Quote the lines from the line holding "For the benchmark, mark every instance of the mosque" to the very end of the listing, exactly, and no others.

DATA SUPPLIED ::
● ● ● ● ●

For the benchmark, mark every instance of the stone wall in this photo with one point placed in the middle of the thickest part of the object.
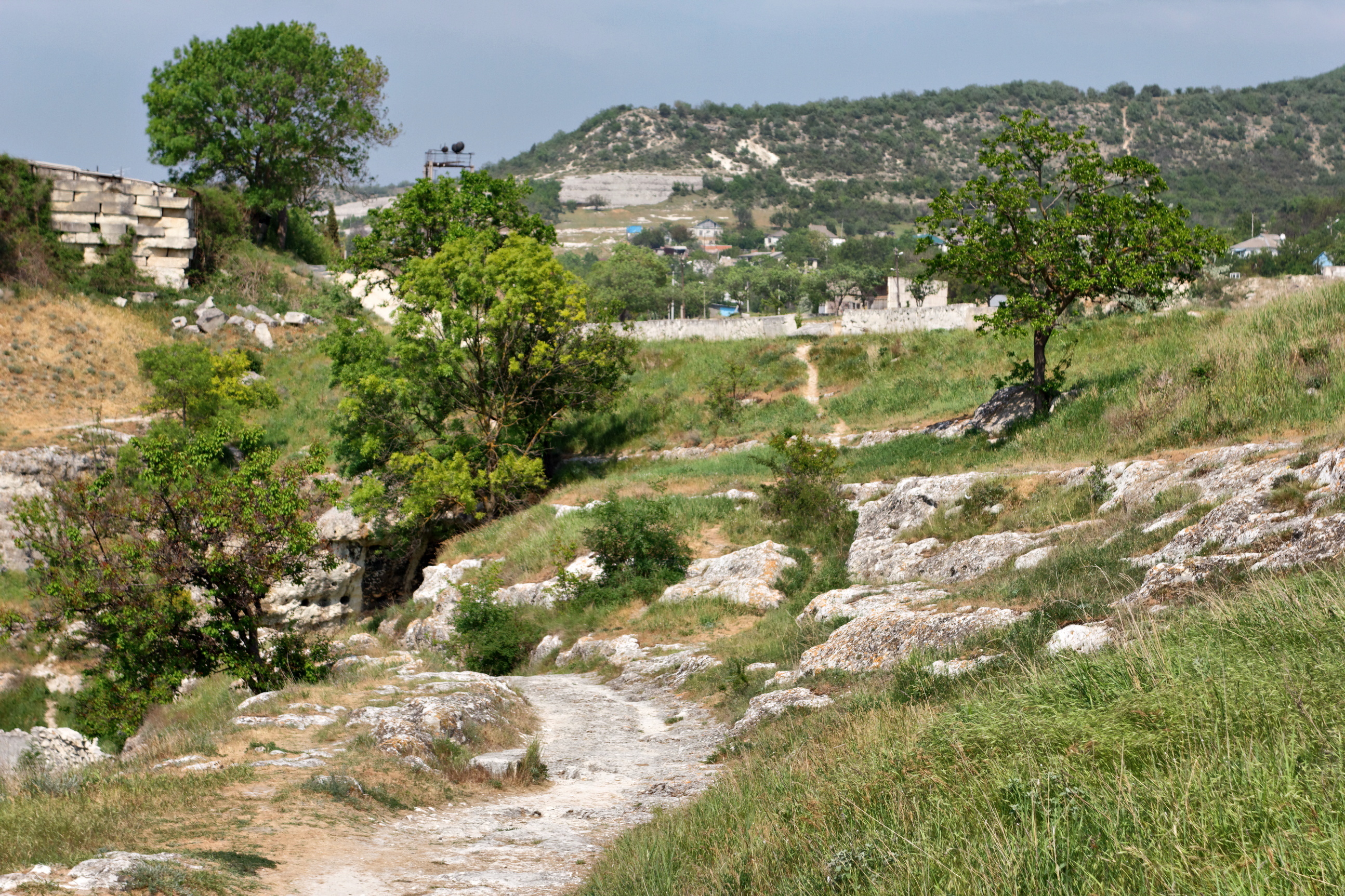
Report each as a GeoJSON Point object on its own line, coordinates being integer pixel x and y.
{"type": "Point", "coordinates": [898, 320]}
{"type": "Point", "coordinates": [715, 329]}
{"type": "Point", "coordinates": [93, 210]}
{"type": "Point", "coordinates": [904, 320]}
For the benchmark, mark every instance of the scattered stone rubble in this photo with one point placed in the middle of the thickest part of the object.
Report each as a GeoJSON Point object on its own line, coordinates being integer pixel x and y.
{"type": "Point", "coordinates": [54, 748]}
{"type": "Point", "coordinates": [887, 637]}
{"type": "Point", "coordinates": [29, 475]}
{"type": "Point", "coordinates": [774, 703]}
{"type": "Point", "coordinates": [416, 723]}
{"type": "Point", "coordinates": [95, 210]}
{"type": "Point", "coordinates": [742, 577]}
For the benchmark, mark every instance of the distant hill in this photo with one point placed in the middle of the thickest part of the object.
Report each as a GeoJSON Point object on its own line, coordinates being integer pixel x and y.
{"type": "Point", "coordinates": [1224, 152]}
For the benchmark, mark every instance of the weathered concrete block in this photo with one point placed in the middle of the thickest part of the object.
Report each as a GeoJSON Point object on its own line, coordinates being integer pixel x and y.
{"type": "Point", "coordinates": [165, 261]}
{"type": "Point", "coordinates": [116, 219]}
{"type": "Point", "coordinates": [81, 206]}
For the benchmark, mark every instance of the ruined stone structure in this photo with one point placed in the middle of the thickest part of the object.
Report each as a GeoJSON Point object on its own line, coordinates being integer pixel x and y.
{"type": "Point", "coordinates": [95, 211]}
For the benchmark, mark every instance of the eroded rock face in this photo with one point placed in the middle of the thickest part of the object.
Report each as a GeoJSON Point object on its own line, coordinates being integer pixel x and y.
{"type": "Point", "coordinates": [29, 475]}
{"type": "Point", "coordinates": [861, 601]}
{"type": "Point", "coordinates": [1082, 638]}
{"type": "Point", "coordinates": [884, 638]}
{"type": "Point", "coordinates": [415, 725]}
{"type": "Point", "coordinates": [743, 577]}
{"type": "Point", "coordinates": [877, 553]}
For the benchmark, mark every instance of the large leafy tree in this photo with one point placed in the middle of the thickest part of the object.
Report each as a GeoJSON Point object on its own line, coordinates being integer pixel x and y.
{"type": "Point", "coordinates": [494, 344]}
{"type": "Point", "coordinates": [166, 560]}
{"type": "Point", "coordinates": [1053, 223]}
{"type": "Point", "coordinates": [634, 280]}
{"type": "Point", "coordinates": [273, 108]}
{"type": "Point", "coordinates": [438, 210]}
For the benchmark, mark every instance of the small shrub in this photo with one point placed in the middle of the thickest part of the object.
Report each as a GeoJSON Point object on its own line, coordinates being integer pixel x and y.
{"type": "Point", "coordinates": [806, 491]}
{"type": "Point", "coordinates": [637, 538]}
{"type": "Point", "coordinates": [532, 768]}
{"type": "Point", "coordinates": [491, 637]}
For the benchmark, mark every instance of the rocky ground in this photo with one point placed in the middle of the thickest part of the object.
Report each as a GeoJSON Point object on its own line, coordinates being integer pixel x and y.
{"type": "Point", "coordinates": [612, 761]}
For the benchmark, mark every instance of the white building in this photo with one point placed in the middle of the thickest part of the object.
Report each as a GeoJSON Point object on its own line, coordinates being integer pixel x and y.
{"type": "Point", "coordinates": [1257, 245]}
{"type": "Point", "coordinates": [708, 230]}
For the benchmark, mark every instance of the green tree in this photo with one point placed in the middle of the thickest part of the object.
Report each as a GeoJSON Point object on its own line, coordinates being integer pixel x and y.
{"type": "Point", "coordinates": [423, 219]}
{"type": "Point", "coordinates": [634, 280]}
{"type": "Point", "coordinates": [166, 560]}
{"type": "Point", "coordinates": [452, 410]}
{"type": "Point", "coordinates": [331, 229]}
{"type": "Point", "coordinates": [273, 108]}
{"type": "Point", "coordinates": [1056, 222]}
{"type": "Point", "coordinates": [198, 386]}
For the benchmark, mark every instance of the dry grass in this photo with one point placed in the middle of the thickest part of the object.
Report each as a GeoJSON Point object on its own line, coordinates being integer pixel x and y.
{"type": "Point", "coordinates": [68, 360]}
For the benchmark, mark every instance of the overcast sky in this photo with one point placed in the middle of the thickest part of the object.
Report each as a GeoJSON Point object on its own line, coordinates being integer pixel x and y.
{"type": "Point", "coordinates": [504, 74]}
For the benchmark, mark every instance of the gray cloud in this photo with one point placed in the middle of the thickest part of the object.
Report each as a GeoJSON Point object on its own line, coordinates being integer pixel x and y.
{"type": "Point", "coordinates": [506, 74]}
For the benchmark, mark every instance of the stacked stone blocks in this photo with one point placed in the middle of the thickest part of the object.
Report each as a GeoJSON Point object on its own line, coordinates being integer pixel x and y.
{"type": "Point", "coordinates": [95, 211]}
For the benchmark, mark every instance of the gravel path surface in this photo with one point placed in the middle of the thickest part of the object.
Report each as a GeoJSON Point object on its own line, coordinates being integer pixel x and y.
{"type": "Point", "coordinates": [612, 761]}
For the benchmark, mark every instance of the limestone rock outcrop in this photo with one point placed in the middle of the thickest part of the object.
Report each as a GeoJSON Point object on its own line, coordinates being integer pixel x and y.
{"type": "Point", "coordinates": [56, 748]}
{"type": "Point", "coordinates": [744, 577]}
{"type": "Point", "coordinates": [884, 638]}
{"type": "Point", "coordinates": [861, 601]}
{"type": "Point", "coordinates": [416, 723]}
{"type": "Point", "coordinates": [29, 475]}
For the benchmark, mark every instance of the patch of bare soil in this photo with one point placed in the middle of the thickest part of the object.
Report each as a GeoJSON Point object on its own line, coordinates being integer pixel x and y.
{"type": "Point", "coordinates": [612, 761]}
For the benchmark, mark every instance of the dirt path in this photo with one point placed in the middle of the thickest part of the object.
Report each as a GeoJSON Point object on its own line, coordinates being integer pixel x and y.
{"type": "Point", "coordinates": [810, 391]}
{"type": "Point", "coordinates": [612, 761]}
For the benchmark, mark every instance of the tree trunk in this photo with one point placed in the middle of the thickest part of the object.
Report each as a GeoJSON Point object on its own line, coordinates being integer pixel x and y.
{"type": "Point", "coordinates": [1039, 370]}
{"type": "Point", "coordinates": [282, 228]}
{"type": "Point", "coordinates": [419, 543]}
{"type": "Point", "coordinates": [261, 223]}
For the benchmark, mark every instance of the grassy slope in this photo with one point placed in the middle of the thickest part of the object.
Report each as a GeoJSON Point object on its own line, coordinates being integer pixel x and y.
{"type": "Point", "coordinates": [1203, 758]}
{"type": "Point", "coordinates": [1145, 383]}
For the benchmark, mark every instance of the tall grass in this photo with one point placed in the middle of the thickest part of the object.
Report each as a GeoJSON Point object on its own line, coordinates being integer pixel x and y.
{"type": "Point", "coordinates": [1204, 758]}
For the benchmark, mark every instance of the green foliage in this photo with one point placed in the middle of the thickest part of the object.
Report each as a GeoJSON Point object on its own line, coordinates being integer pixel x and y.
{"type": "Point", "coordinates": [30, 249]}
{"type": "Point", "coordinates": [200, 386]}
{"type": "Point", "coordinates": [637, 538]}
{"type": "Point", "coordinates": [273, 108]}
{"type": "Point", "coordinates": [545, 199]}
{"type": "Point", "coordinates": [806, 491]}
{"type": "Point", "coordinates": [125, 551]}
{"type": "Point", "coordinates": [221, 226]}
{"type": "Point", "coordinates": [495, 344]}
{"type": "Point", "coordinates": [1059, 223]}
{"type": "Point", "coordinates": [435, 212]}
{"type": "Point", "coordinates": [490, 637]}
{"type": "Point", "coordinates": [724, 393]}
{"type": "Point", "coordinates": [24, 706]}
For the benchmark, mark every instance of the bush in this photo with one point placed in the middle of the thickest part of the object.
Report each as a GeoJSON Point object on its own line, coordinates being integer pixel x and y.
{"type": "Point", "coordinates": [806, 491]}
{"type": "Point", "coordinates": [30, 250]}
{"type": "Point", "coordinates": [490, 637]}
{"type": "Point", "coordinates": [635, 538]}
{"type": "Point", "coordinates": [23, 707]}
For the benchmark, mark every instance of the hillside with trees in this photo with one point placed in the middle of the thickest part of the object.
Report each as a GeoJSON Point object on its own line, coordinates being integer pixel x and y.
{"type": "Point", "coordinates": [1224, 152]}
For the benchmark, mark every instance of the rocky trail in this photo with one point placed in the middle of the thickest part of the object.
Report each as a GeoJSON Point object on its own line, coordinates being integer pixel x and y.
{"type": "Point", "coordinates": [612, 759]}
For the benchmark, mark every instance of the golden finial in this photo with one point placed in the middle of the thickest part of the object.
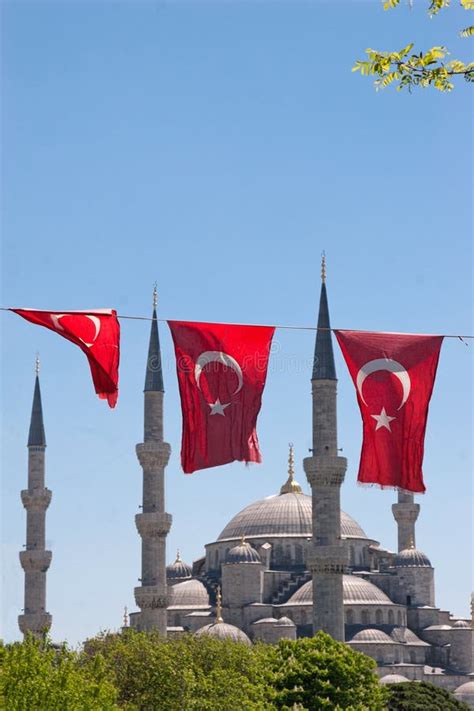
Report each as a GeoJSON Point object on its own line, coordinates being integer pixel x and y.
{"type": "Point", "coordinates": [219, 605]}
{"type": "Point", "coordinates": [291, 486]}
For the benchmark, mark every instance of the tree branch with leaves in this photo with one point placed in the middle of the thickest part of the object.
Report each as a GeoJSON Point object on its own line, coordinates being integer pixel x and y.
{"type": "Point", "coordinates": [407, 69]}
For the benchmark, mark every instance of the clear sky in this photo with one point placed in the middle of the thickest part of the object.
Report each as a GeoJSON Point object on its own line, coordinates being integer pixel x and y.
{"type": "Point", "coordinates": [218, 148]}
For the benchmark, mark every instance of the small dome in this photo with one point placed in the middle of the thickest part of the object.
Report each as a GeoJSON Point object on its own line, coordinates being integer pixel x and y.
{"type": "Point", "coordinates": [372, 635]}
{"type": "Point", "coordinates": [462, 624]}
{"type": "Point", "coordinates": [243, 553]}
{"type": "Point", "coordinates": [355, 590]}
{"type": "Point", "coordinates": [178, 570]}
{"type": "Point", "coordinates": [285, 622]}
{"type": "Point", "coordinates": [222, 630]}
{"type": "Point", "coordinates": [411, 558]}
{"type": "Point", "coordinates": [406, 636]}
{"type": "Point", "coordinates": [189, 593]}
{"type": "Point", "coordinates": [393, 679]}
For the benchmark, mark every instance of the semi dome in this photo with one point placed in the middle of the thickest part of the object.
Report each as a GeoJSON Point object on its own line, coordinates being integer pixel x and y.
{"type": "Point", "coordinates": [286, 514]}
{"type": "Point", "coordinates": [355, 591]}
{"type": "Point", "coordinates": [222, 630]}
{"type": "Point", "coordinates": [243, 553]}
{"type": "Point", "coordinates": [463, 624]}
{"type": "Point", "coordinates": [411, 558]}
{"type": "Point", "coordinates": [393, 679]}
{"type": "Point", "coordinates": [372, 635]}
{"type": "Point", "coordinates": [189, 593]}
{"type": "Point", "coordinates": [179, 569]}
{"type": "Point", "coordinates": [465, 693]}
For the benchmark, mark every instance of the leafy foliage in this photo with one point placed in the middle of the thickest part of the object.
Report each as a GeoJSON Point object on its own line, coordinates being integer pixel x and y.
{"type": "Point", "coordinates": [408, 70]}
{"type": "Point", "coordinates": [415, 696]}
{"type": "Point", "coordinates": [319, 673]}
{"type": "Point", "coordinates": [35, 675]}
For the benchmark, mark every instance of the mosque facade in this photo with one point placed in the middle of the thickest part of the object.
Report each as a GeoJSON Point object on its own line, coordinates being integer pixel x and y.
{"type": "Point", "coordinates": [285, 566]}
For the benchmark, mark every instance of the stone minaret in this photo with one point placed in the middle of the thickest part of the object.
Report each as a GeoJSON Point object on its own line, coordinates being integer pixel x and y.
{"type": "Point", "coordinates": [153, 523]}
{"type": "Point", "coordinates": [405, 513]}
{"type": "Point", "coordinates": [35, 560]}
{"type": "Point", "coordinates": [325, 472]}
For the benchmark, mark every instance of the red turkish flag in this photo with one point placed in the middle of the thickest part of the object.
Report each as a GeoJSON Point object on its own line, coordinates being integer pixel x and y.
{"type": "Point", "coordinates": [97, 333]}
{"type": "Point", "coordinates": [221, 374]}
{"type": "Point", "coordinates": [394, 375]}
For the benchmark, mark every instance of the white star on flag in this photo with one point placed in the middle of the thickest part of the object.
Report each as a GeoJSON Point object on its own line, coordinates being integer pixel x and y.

● ● ● ● ●

TASK RESPONSE ::
For the benchmark, mark every instance of the mosque facade in this photo with one point placed in the middle of the thickest part of the object.
Report each as a GeoJSON Point object on its own line, coordinates being integer pixel x and y.
{"type": "Point", "coordinates": [285, 566]}
For the benchmark, mark every instance of the stone minaret in this photo with one point placed in the middle of the thickest part of the object.
Report each as a GeoJSON Point object on its own line, coordinates being integer pixel x and y.
{"type": "Point", "coordinates": [153, 523]}
{"type": "Point", "coordinates": [405, 513]}
{"type": "Point", "coordinates": [35, 560]}
{"type": "Point", "coordinates": [325, 472]}
For the benchmark, mark every instance of the red turkish flag in this photo with one point placed in the middle of the thickest part of the object.
Report each as a GeoJSON Point object on its own line, coordinates being integer pixel x and y.
{"type": "Point", "coordinates": [97, 333]}
{"type": "Point", "coordinates": [221, 374]}
{"type": "Point", "coordinates": [394, 375]}
For the benchmark, mark every instance of the white star on flag in this photo with one point placed in the middle of the thickest part of the object.
Report each as a GeoJSON Point object on its own line, coordinates being integer pixel x and y.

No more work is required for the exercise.